GOAL OF THE EXERCISE | Count how many lines of the material below contain the word "ceiling". Reply with only the number.

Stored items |
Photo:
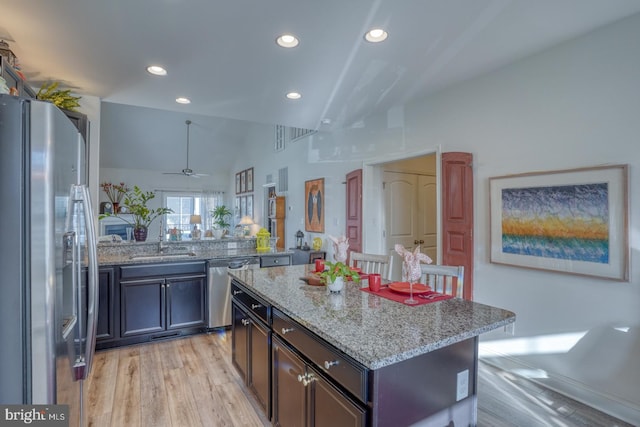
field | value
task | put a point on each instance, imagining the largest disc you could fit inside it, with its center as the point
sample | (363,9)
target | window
(186,204)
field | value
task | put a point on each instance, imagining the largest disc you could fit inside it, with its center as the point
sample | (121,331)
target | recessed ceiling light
(156,70)
(287,40)
(376,35)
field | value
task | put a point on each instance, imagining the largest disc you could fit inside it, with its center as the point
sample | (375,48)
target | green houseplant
(135,203)
(220,215)
(335,274)
(60,98)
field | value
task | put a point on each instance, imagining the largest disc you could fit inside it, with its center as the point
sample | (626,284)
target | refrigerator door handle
(83,368)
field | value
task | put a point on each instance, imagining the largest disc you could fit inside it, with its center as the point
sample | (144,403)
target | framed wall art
(243,181)
(249,180)
(314,213)
(243,206)
(570,221)
(250,206)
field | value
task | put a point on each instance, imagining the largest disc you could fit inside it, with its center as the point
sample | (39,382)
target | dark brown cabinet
(161,300)
(251,345)
(105,329)
(303,397)
(162,304)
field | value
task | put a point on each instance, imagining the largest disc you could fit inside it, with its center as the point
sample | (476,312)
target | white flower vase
(336,300)
(336,285)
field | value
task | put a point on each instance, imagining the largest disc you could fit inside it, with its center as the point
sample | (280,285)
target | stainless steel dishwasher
(219,289)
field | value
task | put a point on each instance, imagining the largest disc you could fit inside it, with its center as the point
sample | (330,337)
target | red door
(354,210)
(457,215)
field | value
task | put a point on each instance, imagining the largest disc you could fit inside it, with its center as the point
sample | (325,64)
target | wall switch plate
(462,387)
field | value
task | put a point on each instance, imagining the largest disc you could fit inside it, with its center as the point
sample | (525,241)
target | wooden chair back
(371,263)
(445,279)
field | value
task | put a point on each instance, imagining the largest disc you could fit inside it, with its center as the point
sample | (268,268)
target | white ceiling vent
(285,134)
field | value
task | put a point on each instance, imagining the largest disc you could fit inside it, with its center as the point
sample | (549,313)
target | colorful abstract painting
(571,221)
(566,222)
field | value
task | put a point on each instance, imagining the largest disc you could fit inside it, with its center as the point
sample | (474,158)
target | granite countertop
(121,253)
(375,331)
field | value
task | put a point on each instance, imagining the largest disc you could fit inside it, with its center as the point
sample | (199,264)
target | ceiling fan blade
(187,171)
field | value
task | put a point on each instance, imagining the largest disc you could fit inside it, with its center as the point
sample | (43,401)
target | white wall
(576,105)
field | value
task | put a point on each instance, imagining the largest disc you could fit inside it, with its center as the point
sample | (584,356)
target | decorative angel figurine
(340,247)
(411,262)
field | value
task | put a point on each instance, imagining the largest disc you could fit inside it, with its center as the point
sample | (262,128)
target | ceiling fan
(187,171)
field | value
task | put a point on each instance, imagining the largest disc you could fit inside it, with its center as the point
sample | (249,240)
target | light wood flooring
(191,382)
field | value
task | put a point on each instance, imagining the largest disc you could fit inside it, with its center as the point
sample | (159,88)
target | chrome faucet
(162,245)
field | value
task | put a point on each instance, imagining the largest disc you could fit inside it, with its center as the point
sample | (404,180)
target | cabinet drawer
(254,304)
(345,371)
(275,260)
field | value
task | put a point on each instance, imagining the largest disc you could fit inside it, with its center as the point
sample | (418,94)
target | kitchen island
(355,358)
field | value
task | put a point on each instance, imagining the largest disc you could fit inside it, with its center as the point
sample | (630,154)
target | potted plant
(220,215)
(335,274)
(115,193)
(135,202)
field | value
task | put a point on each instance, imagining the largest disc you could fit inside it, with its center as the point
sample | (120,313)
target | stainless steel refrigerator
(48,264)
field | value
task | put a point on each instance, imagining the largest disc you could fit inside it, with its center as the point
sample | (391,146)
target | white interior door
(401,213)
(410,215)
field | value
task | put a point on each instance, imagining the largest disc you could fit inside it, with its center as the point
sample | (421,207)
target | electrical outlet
(462,387)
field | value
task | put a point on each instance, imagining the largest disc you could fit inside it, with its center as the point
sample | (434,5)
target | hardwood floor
(183,382)
(190,382)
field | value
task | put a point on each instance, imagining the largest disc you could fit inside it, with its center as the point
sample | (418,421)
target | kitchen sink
(163,257)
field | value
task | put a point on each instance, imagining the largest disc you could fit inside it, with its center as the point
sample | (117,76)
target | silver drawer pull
(328,365)
(308,380)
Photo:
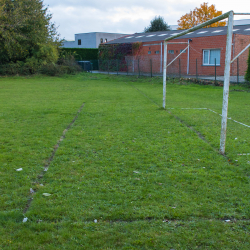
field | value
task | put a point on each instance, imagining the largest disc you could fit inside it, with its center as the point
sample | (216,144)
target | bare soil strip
(46,167)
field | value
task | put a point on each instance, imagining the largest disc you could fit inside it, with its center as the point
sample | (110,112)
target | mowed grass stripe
(34,112)
(128,160)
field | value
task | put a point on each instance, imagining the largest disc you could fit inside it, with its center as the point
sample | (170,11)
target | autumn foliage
(200,15)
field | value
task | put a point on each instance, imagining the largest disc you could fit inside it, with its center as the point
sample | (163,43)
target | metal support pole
(226,84)
(188,59)
(179,67)
(151,67)
(215,71)
(117,66)
(238,70)
(164,74)
(196,70)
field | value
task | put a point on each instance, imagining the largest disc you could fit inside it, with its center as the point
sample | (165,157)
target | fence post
(196,70)
(151,67)
(117,66)
(179,67)
(215,70)
(139,66)
(238,70)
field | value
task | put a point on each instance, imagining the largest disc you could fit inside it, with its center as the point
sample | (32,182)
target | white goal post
(230,16)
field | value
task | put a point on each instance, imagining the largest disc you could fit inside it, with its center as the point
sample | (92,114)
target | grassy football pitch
(94,162)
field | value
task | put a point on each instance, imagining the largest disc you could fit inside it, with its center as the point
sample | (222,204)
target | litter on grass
(46,194)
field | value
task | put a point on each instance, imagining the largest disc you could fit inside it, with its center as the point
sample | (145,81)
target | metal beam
(226,83)
(216,19)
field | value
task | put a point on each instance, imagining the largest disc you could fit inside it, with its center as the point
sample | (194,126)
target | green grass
(148,179)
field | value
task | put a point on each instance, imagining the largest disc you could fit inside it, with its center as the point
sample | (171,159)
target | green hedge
(82,54)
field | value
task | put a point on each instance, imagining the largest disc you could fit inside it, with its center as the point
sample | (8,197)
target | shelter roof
(161,35)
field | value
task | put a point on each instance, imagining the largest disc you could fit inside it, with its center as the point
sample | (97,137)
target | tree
(200,15)
(26,32)
(247,76)
(157,24)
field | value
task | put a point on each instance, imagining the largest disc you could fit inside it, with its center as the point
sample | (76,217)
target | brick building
(207,46)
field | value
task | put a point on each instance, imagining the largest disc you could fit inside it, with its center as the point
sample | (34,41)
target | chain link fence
(152,66)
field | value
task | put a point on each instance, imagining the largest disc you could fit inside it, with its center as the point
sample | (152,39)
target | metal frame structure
(228,62)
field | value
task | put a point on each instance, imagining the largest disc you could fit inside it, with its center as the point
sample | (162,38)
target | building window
(209,56)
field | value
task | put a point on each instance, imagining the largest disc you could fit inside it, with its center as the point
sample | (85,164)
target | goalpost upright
(228,15)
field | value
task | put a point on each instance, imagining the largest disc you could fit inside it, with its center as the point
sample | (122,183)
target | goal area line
(229,118)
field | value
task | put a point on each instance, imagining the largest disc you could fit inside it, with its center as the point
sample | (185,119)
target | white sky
(127,16)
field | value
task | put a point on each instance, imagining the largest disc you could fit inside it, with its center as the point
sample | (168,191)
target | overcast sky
(126,16)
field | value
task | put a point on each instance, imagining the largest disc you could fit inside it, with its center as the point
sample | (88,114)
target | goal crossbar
(241,53)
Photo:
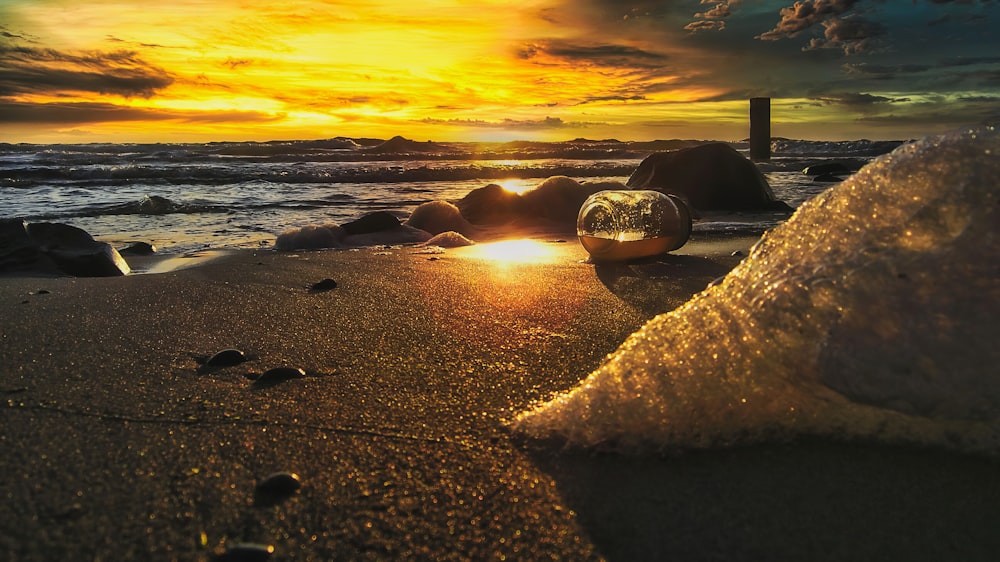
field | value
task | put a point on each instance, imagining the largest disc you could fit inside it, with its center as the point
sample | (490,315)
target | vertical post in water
(760,129)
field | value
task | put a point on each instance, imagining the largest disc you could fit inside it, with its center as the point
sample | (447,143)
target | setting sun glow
(488,71)
(513,252)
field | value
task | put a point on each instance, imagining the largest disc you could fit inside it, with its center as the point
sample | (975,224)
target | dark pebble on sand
(280,484)
(226,358)
(138,249)
(276,488)
(324,285)
(246,553)
(278,375)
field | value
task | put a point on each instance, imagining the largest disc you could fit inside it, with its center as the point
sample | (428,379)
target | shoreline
(121,445)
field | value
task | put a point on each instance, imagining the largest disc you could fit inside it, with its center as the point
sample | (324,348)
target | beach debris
(226,358)
(278,375)
(276,488)
(246,552)
(324,285)
(709,177)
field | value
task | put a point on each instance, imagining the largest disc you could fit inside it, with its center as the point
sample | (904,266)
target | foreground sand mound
(872,313)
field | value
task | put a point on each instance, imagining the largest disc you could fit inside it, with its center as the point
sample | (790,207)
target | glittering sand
(118,444)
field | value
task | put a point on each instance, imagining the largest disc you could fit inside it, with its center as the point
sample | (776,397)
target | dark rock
(138,249)
(491,204)
(556,199)
(709,177)
(402,145)
(54,248)
(828,178)
(311,236)
(372,222)
(324,285)
(436,217)
(279,484)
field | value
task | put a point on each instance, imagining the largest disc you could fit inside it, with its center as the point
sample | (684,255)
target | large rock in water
(56,249)
(871,313)
(710,177)
(555,201)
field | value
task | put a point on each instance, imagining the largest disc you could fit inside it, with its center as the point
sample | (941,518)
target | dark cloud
(854,35)
(705,25)
(598,99)
(857,100)
(526,124)
(29,70)
(607,55)
(803,15)
(77,113)
(883,71)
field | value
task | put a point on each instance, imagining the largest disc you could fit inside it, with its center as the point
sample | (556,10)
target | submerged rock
(56,249)
(138,249)
(709,177)
(372,222)
(436,217)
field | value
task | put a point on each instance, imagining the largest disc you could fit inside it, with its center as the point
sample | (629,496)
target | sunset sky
(199,70)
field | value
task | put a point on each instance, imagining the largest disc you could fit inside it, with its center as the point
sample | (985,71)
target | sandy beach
(120,444)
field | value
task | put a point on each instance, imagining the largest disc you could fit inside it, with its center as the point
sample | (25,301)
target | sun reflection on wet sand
(512,252)
(518,186)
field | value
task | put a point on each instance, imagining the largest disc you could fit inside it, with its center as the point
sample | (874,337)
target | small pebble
(324,285)
(226,358)
(247,552)
(277,375)
(280,484)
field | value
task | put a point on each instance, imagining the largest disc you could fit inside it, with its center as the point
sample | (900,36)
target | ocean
(191,197)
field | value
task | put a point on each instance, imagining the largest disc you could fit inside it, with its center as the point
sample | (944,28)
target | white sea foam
(874,312)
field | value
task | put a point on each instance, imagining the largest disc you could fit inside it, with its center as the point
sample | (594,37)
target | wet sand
(120,445)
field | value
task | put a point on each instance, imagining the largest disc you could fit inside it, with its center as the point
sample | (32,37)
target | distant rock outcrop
(400,145)
(556,200)
(709,177)
(56,249)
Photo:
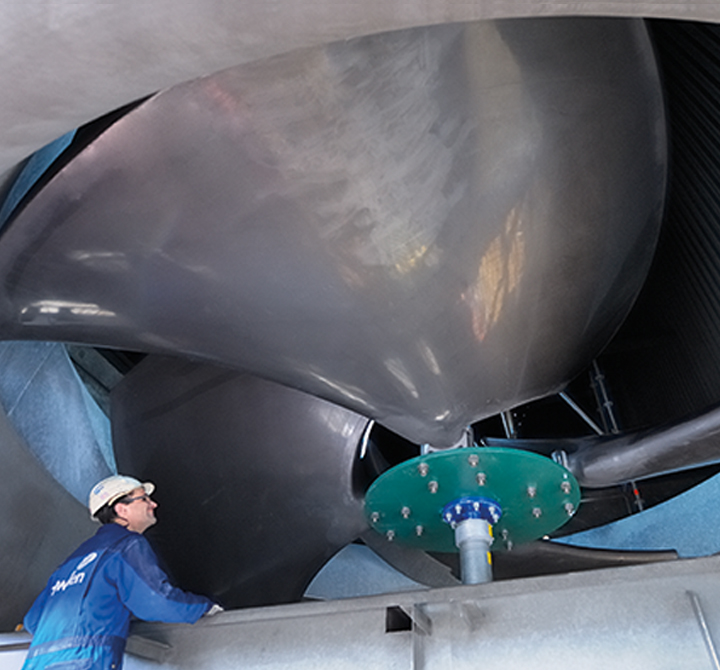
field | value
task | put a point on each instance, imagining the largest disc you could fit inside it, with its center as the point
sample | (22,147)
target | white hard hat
(110,489)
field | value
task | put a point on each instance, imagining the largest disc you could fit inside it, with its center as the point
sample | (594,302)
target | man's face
(139,513)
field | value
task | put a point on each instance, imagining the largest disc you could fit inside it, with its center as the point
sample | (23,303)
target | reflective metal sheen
(427,226)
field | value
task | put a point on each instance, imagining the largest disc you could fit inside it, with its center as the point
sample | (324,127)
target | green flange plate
(536,495)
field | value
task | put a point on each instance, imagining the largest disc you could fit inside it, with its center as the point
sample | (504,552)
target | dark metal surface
(426,227)
(254,480)
(601,461)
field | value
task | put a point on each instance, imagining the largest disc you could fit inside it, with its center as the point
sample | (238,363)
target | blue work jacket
(81,619)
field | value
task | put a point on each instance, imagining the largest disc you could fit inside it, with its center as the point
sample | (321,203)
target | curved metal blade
(601,461)
(254,480)
(427,226)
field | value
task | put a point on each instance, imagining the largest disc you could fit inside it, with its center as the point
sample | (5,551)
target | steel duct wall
(663,362)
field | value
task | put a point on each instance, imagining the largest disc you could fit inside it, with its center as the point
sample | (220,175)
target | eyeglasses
(144,497)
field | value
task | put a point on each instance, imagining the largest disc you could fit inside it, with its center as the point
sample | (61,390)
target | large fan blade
(426,226)
(254,480)
(607,460)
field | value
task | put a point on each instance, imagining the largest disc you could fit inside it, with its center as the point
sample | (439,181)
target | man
(81,619)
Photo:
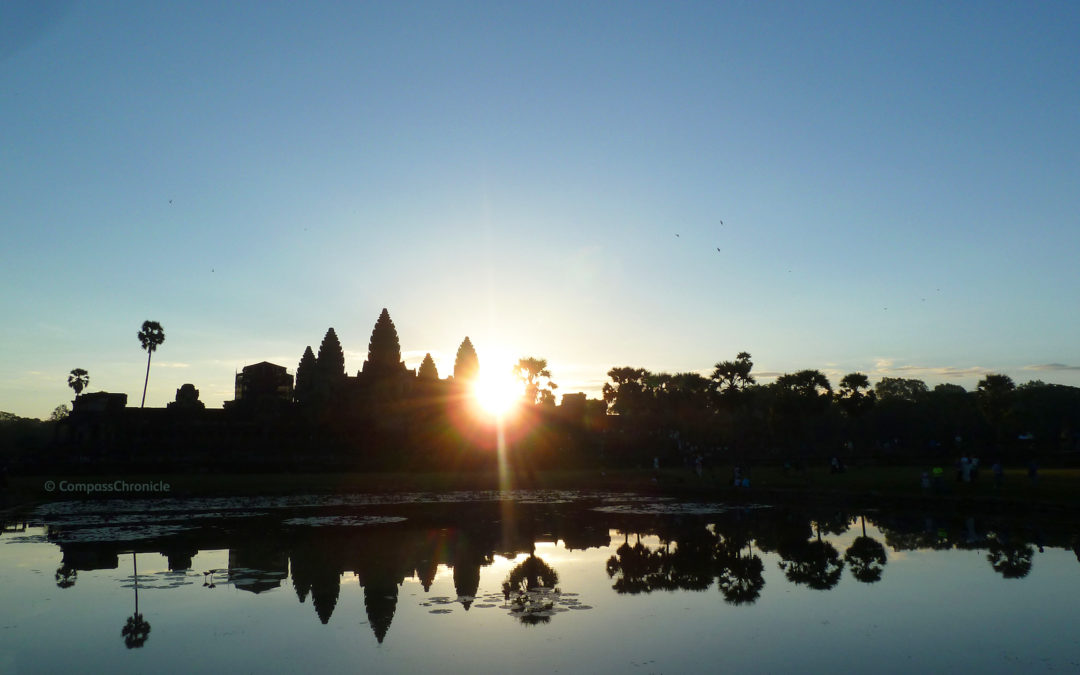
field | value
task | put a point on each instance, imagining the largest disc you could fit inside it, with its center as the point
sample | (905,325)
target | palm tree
(536,377)
(136,630)
(866,557)
(150,337)
(78,380)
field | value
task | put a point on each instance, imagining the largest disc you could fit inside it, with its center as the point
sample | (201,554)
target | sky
(879,187)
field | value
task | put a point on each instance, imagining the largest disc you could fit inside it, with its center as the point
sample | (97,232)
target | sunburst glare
(497,392)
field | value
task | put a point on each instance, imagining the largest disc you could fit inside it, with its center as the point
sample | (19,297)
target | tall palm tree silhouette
(136,631)
(866,557)
(151,336)
(78,380)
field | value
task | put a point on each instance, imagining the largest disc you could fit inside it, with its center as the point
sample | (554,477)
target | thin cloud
(1051,366)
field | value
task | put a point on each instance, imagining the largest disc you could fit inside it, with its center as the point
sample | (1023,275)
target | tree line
(801,415)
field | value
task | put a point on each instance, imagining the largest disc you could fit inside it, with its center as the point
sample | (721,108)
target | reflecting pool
(531,581)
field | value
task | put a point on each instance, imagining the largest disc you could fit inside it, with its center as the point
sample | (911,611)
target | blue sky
(896,185)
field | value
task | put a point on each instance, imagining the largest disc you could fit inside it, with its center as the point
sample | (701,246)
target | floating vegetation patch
(540,604)
(123,532)
(40,538)
(162,580)
(673,508)
(342,521)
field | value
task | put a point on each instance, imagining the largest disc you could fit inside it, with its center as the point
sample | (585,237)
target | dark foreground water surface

OUTPUT BELOW | 4